┌──

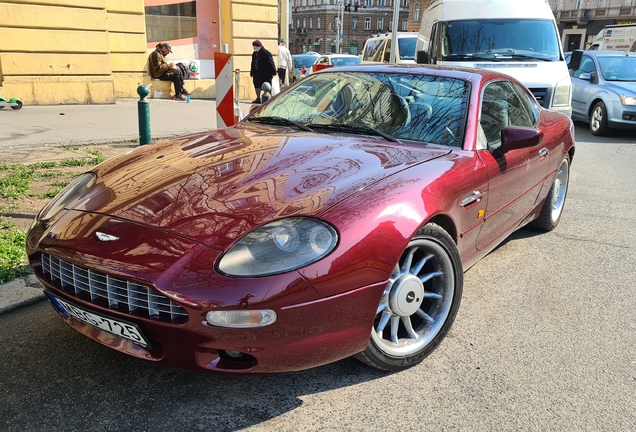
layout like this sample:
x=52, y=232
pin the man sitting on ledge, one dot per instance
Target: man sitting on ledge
x=161, y=69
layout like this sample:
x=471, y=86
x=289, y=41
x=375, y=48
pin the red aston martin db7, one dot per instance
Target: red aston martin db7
x=335, y=220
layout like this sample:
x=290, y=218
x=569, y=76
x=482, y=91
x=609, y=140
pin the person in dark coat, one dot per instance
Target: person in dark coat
x=161, y=69
x=262, y=69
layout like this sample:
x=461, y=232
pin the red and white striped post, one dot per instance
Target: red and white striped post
x=225, y=115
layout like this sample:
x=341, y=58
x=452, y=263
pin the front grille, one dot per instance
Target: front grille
x=541, y=95
x=109, y=292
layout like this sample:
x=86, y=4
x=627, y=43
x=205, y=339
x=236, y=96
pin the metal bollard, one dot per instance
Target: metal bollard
x=143, y=111
x=267, y=95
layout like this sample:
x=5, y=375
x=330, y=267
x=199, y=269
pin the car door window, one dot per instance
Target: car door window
x=587, y=66
x=502, y=107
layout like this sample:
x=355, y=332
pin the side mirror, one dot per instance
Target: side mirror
x=518, y=137
x=575, y=60
x=422, y=57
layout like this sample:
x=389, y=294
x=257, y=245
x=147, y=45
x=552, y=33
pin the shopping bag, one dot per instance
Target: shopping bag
x=275, y=86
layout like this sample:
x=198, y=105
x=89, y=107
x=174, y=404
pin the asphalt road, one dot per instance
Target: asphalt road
x=544, y=340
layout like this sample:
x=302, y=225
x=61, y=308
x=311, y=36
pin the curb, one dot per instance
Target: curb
x=20, y=292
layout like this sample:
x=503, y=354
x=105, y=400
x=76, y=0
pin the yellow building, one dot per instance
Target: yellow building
x=93, y=51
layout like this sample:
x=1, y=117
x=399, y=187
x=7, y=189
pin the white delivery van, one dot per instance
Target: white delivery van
x=377, y=49
x=619, y=37
x=519, y=38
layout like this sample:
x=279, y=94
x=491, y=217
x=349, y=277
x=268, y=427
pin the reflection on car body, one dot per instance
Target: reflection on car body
x=335, y=220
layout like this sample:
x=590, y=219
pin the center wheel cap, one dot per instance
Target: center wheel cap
x=406, y=295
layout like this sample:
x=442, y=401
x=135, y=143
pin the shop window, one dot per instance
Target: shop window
x=171, y=22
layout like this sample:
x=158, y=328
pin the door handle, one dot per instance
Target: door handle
x=471, y=198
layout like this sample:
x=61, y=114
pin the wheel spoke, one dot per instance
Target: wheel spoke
x=418, y=267
x=430, y=276
x=395, y=323
x=409, y=327
x=420, y=313
x=408, y=260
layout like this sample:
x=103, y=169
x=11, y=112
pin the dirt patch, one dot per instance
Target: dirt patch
x=49, y=180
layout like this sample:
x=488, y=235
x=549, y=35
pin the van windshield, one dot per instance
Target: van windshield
x=406, y=48
x=500, y=40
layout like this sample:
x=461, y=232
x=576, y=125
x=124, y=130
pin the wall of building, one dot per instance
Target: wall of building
x=70, y=51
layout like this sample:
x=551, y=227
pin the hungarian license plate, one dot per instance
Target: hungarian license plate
x=122, y=329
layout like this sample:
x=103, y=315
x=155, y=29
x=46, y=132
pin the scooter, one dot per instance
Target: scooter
x=14, y=103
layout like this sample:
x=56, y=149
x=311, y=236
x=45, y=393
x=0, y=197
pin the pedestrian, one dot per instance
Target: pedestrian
x=284, y=62
x=161, y=69
x=262, y=69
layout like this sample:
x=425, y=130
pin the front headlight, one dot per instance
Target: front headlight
x=628, y=100
x=69, y=194
x=562, y=93
x=279, y=247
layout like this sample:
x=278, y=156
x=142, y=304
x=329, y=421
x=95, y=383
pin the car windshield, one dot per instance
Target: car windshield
x=306, y=61
x=396, y=106
x=344, y=61
x=500, y=40
x=407, y=48
x=618, y=68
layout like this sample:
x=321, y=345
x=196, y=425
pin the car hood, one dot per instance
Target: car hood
x=213, y=187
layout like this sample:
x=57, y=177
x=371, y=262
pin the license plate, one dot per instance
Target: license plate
x=122, y=329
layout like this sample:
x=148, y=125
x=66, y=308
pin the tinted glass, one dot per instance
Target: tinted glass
x=411, y=107
x=513, y=39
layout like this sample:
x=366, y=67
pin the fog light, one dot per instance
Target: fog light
x=241, y=318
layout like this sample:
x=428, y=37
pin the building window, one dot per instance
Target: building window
x=171, y=22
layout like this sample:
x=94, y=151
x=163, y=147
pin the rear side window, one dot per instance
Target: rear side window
x=373, y=50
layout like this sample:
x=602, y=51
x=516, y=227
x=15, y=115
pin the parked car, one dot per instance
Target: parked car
x=603, y=89
x=331, y=60
x=335, y=220
x=299, y=60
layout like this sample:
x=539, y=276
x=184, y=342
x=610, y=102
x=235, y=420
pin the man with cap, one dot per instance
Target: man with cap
x=262, y=69
x=161, y=69
x=284, y=62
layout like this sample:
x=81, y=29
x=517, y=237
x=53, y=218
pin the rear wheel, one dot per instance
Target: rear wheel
x=419, y=303
x=598, y=120
x=553, y=206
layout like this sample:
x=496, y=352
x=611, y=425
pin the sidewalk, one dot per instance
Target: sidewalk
x=25, y=134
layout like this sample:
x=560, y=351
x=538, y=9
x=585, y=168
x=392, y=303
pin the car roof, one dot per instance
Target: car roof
x=607, y=53
x=468, y=74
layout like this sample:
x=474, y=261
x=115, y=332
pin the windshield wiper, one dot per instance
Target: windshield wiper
x=275, y=120
x=527, y=57
x=359, y=129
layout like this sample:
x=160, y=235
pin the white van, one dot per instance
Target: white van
x=377, y=49
x=519, y=38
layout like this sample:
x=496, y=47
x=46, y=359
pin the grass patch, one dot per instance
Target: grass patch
x=13, y=261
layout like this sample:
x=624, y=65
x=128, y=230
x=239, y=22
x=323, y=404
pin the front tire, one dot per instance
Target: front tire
x=419, y=303
x=598, y=120
x=555, y=201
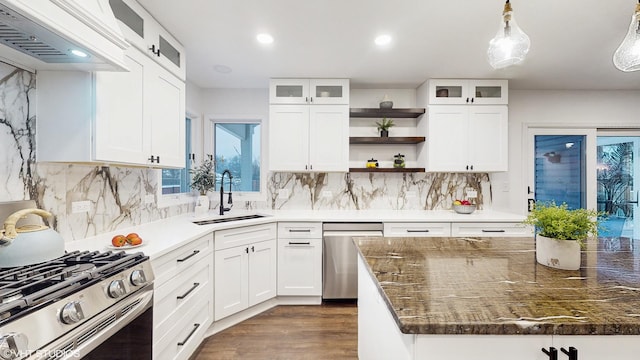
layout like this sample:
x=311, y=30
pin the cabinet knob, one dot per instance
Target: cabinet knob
x=552, y=353
x=572, y=353
x=154, y=50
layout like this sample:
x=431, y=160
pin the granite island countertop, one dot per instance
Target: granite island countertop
x=494, y=286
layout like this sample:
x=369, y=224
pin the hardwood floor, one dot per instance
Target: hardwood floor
x=328, y=331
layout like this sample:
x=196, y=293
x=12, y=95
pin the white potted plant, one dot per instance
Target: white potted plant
x=561, y=233
x=203, y=180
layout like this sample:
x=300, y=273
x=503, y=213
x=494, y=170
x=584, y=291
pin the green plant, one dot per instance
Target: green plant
x=204, y=178
x=558, y=222
x=385, y=124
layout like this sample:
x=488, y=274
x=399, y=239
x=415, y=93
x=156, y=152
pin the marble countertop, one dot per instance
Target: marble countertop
x=163, y=236
x=495, y=286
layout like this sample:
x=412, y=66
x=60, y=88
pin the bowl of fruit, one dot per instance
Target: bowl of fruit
x=463, y=207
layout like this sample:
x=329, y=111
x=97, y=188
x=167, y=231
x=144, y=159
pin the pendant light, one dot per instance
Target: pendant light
x=627, y=57
x=510, y=45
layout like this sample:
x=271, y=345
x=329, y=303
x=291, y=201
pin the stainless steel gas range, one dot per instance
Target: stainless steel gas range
x=92, y=305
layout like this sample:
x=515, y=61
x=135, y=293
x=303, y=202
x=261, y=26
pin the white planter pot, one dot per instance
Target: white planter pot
x=202, y=205
x=559, y=254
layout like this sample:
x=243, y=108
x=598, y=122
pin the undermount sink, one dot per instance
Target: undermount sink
x=228, y=219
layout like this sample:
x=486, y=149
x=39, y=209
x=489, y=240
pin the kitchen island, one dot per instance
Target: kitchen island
x=487, y=298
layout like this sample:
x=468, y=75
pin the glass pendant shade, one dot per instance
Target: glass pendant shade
x=510, y=45
x=627, y=57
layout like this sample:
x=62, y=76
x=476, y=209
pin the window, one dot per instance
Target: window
x=176, y=181
x=237, y=147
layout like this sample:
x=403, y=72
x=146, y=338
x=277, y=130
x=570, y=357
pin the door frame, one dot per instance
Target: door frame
x=590, y=158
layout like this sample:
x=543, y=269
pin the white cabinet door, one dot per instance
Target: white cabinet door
x=289, y=137
x=329, y=91
x=122, y=126
x=468, y=92
x=167, y=106
x=289, y=91
x=488, y=138
x=465, y=138
x=329, y=138
x=300, y=266
x=231, y=281
x=262, y=271
x=447, y=136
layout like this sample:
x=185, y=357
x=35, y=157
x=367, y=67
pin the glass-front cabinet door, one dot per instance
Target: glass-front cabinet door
x=309, y=91
x=459, y=91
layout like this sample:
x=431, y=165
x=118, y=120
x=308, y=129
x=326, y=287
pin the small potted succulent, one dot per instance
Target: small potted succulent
x=203, y=180
x=384, y=125
x=561, y=233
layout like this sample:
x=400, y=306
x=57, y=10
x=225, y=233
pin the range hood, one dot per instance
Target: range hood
x=61, y=35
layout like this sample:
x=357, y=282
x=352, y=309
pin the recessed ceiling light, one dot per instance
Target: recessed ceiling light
x=383, y=40
x=79, y=53
x=264, y=38
x=223, y=69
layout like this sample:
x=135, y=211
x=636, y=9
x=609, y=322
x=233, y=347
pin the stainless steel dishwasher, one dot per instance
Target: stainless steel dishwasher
x=339, y=264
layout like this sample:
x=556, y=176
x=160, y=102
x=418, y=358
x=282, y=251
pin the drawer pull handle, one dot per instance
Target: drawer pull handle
x=195, y=327
x=180, y=297
x=194, y=253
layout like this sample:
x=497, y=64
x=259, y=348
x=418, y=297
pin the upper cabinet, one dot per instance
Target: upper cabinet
x=309, y=91
x=128, y=118
x=143, y=32
x=459, y=91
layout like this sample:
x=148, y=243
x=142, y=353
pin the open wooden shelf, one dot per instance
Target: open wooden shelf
x=387, y=140
x=391, y=113
x=386, y=169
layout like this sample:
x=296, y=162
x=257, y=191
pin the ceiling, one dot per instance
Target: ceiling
x=572, y=42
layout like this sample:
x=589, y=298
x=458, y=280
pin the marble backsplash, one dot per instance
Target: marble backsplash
x=117, y=194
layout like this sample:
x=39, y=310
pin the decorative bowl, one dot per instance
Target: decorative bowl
x=464, y=209
x=386, y=104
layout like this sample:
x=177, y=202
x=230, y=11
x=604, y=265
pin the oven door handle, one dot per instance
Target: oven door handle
x=195, y=327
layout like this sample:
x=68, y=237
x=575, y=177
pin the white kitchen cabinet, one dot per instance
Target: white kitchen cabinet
x=469, y=92
x=129, y=118
x=309, y=91
x=144, y=32
x=183, y=298
x=485, y=229
x=245, y=270
x=464, y=138
x=309, y=138
x=417, y=229
x=299, y=259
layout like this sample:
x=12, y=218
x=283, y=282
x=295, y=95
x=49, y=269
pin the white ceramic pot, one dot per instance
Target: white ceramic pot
x=202, y=205
x=559, y=254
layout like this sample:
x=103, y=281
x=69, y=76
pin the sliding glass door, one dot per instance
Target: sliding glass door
x=618, y=177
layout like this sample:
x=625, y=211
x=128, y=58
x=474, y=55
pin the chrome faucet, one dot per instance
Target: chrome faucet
x=230, y=201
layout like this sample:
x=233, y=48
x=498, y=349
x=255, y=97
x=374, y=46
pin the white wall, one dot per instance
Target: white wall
x=578, y=109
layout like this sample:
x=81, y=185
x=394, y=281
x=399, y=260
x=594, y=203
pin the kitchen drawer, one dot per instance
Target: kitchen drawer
x=225, y=239
x=491, y=229
x=177, y=261
x=184, y=338
x=417, y=229
x=173, y=298
x=299, y=230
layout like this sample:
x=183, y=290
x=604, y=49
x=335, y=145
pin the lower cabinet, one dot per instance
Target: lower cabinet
x=299, y=259
x=183, y=300
x=245, y=274
x=488, y=229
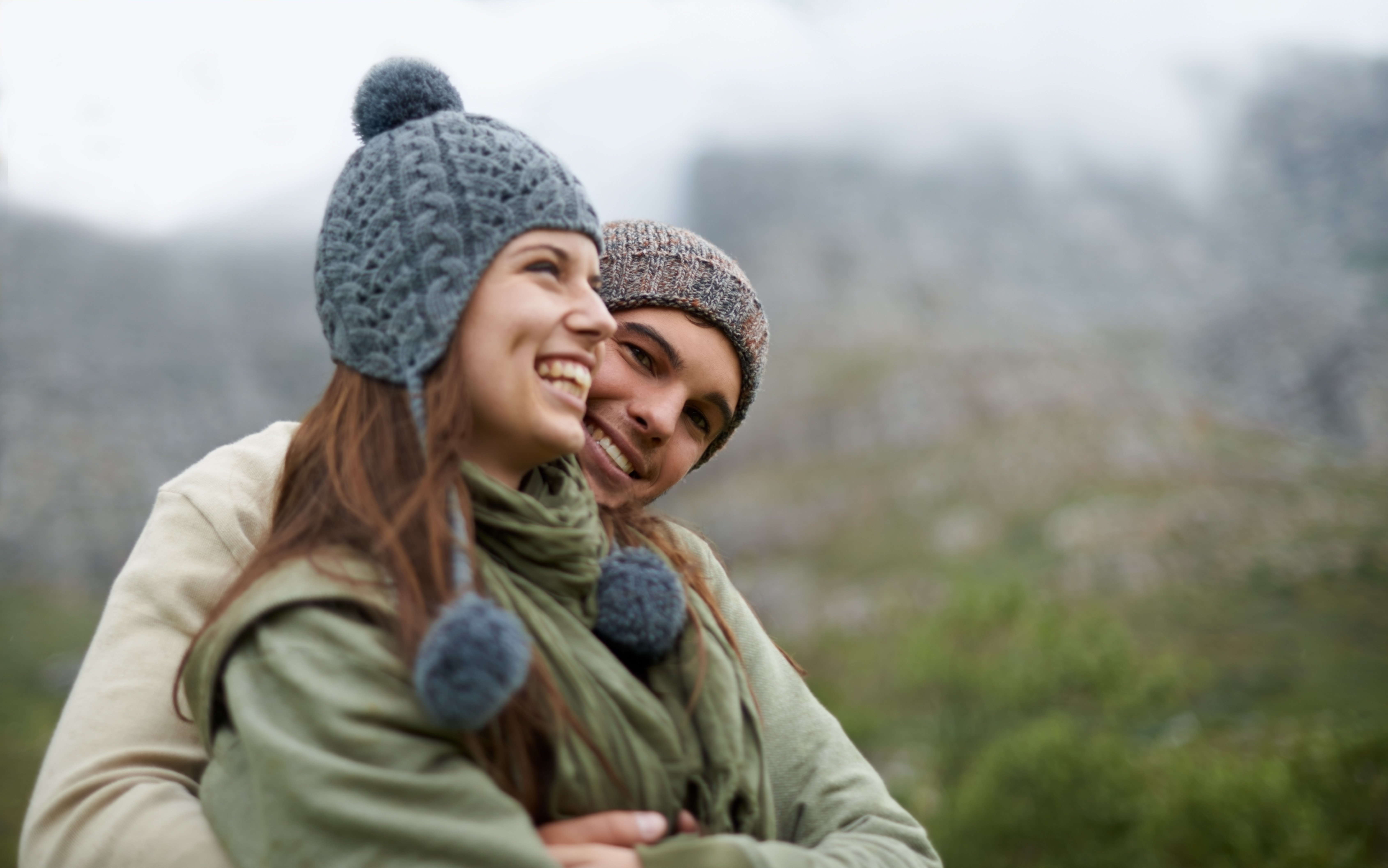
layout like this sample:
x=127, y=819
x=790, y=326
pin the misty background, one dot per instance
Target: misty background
x=1129, y=217
x=1079, y=366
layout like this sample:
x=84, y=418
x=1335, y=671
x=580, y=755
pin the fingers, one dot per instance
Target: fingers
x=616, y=828
x=595, y=856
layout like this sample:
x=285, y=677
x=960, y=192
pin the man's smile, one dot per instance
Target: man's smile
x=611, y=449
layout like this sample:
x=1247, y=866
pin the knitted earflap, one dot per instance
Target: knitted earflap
x=475, y=655
x=640, y=606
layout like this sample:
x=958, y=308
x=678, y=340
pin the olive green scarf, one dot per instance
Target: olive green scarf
x=539, y=556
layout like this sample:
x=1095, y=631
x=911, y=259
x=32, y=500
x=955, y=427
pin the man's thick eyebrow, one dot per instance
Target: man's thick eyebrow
x=640, y=328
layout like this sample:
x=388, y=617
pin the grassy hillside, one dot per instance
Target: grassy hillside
x=44, y=634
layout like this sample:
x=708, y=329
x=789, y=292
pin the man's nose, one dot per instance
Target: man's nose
x=657, y=413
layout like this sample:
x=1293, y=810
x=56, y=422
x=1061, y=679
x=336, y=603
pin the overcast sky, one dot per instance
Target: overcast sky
x=152, y=116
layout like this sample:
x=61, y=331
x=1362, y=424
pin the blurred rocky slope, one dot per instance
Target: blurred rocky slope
x=1121, y=383
x=121, y=363
x=958, y=348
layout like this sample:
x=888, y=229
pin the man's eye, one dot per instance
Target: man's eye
x=642, y=358
x=699, y=419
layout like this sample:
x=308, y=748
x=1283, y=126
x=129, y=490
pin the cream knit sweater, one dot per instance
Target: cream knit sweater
x=118, y=787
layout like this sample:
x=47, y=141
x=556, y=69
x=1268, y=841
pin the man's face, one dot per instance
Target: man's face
x=665, y=390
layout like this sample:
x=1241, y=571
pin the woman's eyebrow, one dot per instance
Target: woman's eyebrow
x=558, y=252
x=671, y=353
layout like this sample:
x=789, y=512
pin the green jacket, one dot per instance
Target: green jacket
x=332, y=762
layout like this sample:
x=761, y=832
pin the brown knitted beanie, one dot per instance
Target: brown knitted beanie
x=651, y=264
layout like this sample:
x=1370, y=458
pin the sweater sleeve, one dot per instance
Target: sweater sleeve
x=118, y=784
x=330, y=760
x=832, y=807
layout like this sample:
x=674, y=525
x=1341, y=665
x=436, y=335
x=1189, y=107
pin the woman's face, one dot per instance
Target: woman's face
x=531, y=337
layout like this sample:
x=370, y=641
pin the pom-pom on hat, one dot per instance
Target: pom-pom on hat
x=640, y=606
x=420, y=213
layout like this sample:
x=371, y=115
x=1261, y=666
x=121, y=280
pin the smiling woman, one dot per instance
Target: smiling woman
x=529, y=342
x=411, y=670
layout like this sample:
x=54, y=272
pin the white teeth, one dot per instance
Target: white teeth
x=602, y=439
x=568, y=377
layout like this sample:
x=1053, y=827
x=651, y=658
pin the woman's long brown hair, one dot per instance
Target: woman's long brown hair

└──

WORK TO BE COMPLETED: Starting from the first line of the entries above, print each line exactly until the line containing "pin the person" has been printed, and skip the pictures.

SOLUTION BELOW:
layout like this sample:
x=52, y=232
pin the man sitting on ledge, one dot per instance
Target: man sitting on ledge
x=161, y=69
layout like this sample:
x=471, y=86
x=289, y=41
x=375, y=48
pin the red aston martin db7, one dot per instance
Target: red aston martin db7
x=335, y=220
layout like this sample:
x=290, y=218
x=569, y=76
x=482, y=91
x=609, y=140
pin the person in dark coat, one dot per instance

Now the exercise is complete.